# ФРАГМЕНТ ИСТОЧНИКА
- - -

В результате, пожив и повидав тела, я решил нарушить эту молчаливую жизнь тел, в первую очередь жизнь своего тела, на других я не мог повлиять, и обратился к писательскому творчеству уже всерьез, поскольку во мне уже жил Голос Отелло, звенел и наполнял меня, и я, пока еще полый, пустой, безоглядно ему отдавался.

 

ДЕЛО ОТЕЛЛО

 

Я уже не раз говорил, что на волне ностальгии по Москве, по студенческим временам, я потихоньку начал писать – дневниковые записи, заметки, очерки, стихи. И как только я стал этим открыто заниматься, уже не скрывая, даже свои опыты комментируя, все мои приятели, коллеги, собутыльники, одноклассники, начали от меня, как от прокаженного, разбегаться, и на этом печальном явлении я еще остановлюсь в следующей главе. А сейчас собственно о процессе, который меня объял, охватил и понес бурной рекой, пребывая в котором, я ставил себе все более сложные литературные задачи, желая максимально полно охватить тот мир, в котором я жил и мир, которым я жил. И вот в 1987-м году я написал свой первый полноценный рассказ под названием «Правила игры». О чем он?

Я рассказал в нем об обстоятельствах своего появления на свет, о том, что моя мать, советская кореянка, встретила моего отца, гражданина Северной Кореи, во время учебы в Ленинграде, вышла за него замуж, после чего он увез ее к себе домой, в Пхеньян. Но когда умер Сталин, и случился знаменитый 20-й съезд, на котором Хрущев осудил культ личности Сталина, политические отношения между СССР и КНДР настолько осложнились, что начались гонения на советских граждан, и мать, вместе со многими, вынуждена была покинуть Корею. Отец естественно остался, как истинный патриот своей страны, но все время вплоть до смерти ждал нашего возвращения. Эта драма, раскол, стали главной причиной как моего сочинительства, так и данного рассказа.

- - -

# ЗАДАНИЕ A
Ответьте на вопросы по отрывку:
(i) Какой голос, согласно первому абзацу, звенел и наполнял пишущего?
(ii) В каком году был написан первый полноценный рассказ и как он называется?
(iii) Куда отец увез мать после свадьбы?
# ЗАДАНИЕ B
Перепишите часть отрывка, начиная со слов «Я рассказал в» и продолжая до слов «и данного рассказа.», заменив «гражданина Северной Кореи» на «гражданина КНДР».
# ЗАДАНИЕ C
Изложите абзац отрывка, который начинается словами «Я рассказал в нем», в виде краткого списка, сохранив его основные факты.

# ДАННЫЕ
- - -

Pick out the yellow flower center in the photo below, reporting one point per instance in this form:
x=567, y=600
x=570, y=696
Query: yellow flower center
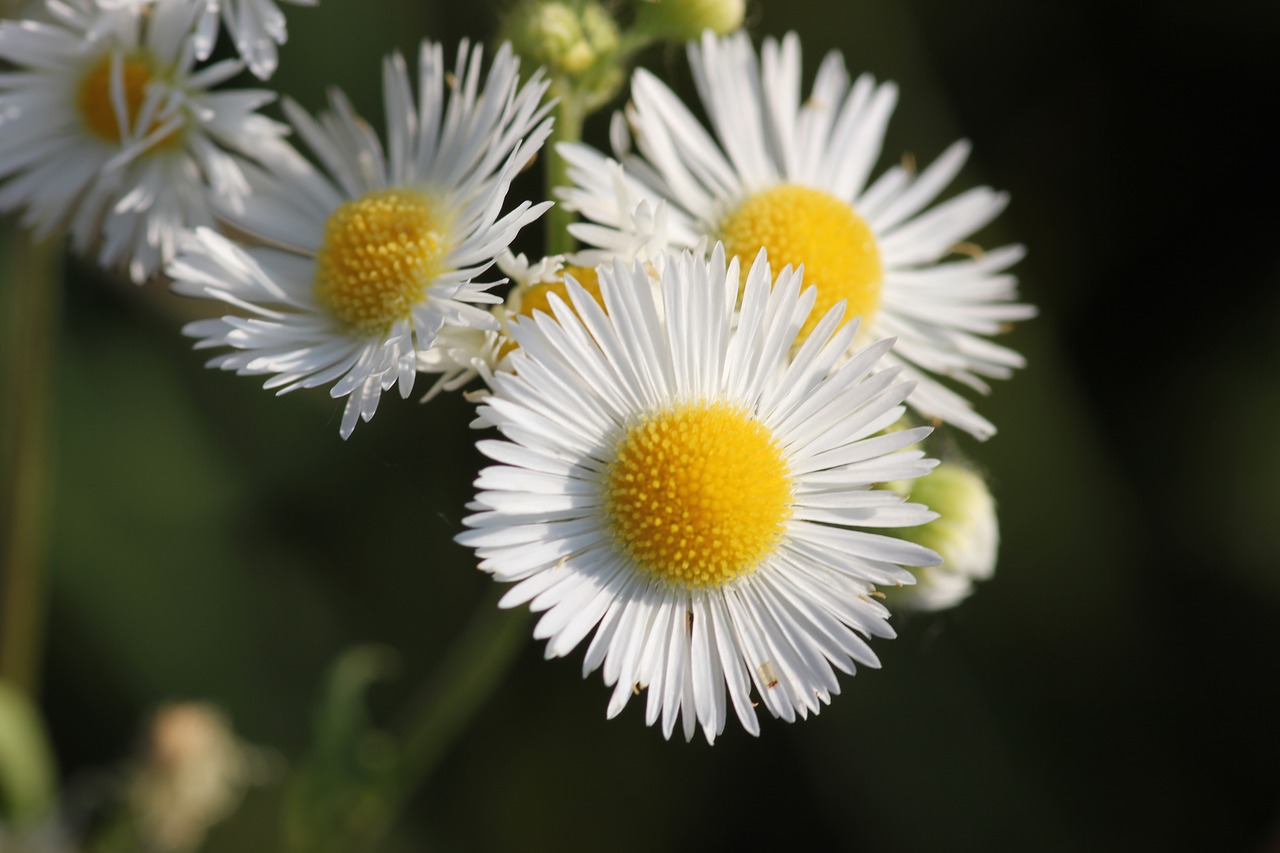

- - -

# РЕЗУЛЬТАТ A
(i) Голос Отелло.
(ii) В 1987 году, рассказ называется «Правила игры».
(iii) В Пхеньян.

# РЕЗУЛЬТАТ B
Я рассказал в нем об обстоятельствах своего появления на свет, о том, что моя мать, советская кореянка, встретила моего отца, гражданина КНДР, во время учебы в Ленинграде, вышла за него замуж, после чего он увез ее к себе домой, в Пхеньян. Но когда умер Сталин, и случился знаменитый 20-й съезд, на котором Хрущев осудил культ личности Сталина, политические отношения между СССР и КНДР настолько осложнились, что начались гонения на советских граждан, и мать, вместе со многими, вынуждена была покинуть Корею. Отец естественно остался, как истинный патриот своей страны, но все время вплоть до смерти ждал нашего возвращения. Эта драма, раскол, стали главной причиной как моего сочинительства, так и данного рассказа.

# РЕЗУЛЬТАТ C
- В рассказе речь идет об обстоятельствах моего появления на свет.
- Моя мать, советская кореянка, встретила моего отца, гражданина Северной Кореи, во время учебы в Ленинграде.
- Они поженились, и отец увез ее в Пхеньян.
- После смерти Сталина и 20-го съезда, где Хрущев осудил культ личности, отношения СССР и КНДР осложнились, и начались гонения на советских граждан.
- Мать, как и многие, была вынуждена покинуть Корею.
- Отец остался как патриот своей страны и до самой смерти ждал нашего возвращения.
- Эта драма стала главной причиной и сочинительства, и этого рассказа.